-- start of MATERIAL SHOWN --

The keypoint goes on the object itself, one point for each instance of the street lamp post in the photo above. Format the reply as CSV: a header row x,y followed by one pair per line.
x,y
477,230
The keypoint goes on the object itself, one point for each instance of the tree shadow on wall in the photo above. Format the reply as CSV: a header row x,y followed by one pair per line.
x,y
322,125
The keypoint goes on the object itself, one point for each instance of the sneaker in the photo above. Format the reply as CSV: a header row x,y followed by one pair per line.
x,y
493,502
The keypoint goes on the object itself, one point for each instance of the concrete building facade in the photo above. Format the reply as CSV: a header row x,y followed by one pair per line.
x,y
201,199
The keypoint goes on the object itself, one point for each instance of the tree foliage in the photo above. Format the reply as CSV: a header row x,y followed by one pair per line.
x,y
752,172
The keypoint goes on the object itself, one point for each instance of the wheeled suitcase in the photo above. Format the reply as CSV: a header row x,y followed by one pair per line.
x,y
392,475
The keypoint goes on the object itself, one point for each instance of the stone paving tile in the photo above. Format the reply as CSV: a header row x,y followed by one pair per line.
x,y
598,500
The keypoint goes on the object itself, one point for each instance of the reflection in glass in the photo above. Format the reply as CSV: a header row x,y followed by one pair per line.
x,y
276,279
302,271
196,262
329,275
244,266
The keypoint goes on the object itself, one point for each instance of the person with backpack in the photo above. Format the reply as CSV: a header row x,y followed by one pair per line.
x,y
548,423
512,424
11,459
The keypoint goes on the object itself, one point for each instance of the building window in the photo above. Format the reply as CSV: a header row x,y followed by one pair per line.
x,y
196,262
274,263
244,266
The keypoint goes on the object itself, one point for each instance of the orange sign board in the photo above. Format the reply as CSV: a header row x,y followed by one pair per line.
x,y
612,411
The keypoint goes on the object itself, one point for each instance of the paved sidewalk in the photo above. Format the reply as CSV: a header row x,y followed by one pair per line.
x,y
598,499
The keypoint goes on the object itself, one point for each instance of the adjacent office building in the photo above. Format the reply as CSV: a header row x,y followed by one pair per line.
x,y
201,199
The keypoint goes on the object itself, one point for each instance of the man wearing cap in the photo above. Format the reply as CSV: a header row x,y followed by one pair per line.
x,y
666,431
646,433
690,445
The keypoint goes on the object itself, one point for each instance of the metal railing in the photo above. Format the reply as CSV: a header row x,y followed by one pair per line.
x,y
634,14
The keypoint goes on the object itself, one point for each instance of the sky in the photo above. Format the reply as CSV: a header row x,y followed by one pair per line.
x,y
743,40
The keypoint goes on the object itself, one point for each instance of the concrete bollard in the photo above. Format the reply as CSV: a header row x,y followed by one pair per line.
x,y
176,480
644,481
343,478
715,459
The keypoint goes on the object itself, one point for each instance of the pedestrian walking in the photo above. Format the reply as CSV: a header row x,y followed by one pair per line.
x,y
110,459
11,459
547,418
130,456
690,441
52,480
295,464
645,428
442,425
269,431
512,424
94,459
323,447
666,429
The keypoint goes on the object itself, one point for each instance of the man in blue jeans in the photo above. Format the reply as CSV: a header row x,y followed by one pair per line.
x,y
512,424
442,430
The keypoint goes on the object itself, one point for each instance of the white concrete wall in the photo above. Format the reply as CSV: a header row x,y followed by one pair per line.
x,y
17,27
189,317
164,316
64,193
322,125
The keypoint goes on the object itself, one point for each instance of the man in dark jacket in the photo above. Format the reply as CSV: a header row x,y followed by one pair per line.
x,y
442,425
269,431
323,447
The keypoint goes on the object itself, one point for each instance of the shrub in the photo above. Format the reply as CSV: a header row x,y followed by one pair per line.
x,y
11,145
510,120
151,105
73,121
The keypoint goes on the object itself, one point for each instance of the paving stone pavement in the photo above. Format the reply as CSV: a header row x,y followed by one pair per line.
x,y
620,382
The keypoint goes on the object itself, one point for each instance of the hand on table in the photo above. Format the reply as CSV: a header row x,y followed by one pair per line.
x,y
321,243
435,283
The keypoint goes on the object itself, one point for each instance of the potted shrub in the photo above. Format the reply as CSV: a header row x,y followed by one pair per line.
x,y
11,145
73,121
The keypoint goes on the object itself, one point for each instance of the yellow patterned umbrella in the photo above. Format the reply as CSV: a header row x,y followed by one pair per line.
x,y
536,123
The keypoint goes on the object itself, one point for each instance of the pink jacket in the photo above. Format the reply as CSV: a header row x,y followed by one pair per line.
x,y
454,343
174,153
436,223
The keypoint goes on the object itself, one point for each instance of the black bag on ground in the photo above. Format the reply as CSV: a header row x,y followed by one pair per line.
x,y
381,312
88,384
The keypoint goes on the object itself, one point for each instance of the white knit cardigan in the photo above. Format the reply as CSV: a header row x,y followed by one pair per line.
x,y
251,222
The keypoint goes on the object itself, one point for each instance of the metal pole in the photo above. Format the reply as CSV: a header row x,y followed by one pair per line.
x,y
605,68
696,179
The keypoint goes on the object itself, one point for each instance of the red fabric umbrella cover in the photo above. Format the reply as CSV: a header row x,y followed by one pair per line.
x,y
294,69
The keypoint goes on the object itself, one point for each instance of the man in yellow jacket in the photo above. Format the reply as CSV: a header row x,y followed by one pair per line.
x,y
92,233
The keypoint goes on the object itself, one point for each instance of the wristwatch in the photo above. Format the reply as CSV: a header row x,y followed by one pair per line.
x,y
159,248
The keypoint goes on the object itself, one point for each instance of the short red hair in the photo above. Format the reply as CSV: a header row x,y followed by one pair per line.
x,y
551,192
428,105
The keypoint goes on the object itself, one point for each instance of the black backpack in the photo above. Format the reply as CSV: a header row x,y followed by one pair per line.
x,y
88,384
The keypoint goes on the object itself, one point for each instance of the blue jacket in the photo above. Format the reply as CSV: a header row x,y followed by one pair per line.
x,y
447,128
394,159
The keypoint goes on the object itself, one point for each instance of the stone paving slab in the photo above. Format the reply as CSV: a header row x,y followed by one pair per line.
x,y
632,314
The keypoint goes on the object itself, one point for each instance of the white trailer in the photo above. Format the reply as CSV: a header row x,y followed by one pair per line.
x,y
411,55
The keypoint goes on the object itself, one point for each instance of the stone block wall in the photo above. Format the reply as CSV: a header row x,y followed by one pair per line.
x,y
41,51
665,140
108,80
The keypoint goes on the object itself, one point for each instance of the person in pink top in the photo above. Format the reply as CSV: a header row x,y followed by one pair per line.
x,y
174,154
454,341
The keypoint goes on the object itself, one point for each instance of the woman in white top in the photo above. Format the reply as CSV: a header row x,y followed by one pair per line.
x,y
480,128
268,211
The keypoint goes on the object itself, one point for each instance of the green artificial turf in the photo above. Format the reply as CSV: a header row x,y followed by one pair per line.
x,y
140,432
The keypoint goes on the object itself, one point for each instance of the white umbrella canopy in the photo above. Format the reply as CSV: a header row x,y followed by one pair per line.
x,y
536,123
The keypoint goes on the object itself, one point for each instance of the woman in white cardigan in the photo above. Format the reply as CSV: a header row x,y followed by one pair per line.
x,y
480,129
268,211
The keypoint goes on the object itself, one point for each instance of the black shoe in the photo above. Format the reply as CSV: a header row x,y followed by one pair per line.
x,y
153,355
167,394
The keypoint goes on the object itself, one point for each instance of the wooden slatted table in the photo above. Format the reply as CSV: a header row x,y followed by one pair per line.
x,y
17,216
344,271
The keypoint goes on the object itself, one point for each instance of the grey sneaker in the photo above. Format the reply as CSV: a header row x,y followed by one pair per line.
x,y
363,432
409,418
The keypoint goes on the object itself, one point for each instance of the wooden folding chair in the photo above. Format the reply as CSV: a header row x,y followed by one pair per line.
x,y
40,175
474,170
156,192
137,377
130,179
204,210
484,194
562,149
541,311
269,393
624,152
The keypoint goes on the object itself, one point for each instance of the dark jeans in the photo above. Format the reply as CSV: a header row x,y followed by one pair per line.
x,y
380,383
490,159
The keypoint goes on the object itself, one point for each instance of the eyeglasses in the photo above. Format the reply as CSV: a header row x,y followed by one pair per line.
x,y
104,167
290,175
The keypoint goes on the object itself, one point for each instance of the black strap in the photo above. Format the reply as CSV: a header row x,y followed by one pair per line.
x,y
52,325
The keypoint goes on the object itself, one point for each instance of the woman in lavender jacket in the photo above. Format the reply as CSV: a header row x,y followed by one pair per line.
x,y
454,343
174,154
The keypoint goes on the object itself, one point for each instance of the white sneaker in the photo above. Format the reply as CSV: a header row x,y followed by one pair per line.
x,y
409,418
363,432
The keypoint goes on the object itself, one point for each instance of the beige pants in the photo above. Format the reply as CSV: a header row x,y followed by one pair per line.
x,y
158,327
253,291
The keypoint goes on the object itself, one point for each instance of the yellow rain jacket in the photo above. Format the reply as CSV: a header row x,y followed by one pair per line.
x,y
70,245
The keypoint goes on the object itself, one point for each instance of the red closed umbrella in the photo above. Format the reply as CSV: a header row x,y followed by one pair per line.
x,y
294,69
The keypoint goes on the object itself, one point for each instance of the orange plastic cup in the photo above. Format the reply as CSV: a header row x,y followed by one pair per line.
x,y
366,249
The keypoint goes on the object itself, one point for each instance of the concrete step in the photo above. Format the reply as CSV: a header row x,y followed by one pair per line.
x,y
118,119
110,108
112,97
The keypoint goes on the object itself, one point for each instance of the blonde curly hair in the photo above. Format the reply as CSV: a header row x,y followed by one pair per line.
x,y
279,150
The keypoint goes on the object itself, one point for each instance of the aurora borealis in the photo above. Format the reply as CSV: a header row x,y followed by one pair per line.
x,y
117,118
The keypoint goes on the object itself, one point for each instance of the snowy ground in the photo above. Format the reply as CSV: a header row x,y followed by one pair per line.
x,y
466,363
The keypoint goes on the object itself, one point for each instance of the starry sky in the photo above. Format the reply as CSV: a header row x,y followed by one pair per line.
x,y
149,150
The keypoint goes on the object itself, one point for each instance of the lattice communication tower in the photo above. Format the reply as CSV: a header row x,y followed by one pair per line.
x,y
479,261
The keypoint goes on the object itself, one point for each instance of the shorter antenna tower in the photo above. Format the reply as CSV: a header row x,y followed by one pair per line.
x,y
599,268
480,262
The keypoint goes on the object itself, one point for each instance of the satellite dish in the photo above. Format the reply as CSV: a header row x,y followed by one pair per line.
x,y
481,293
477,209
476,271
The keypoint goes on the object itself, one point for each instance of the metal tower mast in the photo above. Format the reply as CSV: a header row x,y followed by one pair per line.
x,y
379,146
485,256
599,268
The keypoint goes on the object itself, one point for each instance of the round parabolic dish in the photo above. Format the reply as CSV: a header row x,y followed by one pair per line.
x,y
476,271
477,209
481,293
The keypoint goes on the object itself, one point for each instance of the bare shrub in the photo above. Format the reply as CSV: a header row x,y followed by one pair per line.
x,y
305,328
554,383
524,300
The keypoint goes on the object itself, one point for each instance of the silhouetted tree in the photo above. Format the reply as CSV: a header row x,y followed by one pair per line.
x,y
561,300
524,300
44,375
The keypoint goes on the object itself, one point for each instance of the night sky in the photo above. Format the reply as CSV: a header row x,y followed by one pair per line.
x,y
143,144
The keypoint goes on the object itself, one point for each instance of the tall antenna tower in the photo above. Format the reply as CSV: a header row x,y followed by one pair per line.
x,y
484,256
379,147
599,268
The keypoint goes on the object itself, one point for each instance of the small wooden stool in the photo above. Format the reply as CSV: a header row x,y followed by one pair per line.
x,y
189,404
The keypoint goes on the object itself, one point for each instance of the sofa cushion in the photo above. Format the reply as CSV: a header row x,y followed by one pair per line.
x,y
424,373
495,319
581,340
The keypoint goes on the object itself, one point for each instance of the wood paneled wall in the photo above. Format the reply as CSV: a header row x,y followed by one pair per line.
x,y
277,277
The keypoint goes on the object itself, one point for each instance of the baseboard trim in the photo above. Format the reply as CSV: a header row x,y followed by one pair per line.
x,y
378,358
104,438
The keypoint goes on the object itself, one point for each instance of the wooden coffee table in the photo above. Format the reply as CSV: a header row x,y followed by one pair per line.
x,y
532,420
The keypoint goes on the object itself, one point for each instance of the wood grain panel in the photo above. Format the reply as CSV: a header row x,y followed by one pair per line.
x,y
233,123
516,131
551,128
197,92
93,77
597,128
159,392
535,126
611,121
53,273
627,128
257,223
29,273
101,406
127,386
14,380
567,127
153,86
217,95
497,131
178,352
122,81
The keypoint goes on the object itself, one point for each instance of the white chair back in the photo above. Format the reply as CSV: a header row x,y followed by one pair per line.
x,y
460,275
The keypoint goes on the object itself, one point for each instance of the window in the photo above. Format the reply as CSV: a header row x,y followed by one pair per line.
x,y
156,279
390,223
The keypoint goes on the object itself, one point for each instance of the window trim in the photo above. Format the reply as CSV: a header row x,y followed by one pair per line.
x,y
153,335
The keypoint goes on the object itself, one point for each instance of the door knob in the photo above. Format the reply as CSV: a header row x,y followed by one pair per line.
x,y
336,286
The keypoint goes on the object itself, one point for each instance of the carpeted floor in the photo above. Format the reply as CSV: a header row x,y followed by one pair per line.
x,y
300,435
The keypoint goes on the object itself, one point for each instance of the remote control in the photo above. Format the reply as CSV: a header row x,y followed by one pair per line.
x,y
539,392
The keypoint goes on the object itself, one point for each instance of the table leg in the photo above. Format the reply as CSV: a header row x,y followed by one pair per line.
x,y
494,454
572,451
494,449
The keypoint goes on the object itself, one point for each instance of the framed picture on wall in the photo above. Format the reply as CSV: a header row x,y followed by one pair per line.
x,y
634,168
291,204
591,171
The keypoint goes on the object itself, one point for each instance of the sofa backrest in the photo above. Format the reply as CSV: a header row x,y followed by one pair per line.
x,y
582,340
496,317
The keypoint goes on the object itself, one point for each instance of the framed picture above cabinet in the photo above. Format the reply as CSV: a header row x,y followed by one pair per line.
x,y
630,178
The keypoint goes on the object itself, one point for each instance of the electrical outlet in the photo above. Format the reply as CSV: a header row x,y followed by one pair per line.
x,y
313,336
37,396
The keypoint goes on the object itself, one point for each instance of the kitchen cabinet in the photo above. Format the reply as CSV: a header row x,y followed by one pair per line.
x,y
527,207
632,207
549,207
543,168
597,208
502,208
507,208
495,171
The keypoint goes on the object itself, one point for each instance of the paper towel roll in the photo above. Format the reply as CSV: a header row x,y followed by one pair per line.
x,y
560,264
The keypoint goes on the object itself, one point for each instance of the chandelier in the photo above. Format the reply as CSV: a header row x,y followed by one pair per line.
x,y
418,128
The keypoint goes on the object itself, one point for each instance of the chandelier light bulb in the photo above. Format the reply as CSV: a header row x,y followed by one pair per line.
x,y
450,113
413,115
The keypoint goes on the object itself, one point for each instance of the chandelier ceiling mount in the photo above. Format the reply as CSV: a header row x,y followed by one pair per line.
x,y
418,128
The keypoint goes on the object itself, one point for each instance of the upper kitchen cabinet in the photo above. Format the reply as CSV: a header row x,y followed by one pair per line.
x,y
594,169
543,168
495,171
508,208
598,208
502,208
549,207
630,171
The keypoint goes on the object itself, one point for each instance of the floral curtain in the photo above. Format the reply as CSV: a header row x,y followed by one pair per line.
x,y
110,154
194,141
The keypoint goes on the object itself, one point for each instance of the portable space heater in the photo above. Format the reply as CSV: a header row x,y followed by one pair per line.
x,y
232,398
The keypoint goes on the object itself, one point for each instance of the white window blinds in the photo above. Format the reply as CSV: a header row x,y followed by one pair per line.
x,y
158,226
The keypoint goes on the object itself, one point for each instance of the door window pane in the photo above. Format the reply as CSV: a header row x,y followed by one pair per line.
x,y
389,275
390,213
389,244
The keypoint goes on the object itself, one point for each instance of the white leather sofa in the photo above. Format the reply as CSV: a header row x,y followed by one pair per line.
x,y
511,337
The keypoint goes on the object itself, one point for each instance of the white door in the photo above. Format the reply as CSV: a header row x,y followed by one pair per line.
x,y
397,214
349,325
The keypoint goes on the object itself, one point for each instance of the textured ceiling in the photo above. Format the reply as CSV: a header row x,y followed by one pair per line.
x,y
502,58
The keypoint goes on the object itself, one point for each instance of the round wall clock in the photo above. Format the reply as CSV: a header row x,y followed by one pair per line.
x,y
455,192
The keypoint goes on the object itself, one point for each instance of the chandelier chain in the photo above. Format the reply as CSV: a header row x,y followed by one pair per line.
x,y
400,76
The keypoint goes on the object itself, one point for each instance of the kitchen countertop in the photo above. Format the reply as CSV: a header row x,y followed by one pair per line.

-- end of MATERIAL SHOWN --

CHALLENGE: Each line from the one with "the white door" through the last line of the records must be written out word for word. Include nothing else.

ANSWER TO THE TASK:
The keypoint goes on the object itself, one point for each instance of the white door in the photo above. Format the reply as CSV: a header row x,y followed by one pair per line.
x,y
397,214
349,325
The keypoint goes on the object itself, one point for each instance of the textured ceiling in the photo above. Format the reply as CSV: a header row x,y followed by one pair per line.
x,y
502,58
The keypoint goes on the object itself, one point for each instance of the round wall clock in the photo above. Format the reply as CSV: a header row x,y followed by one pair per line.
x,y
455,192
The keypoint goes on the object itself, one point for each instance of the chandelier chain in the photo above. Format the reply as CSV: a header row x,y followed by one pair per line.
x,y
400,76
The keypoint goes on the object itself, one point for each instance of the kitchen countertop in the photo above. Format the reply as CSV: a header row x,y followed by one pair per line.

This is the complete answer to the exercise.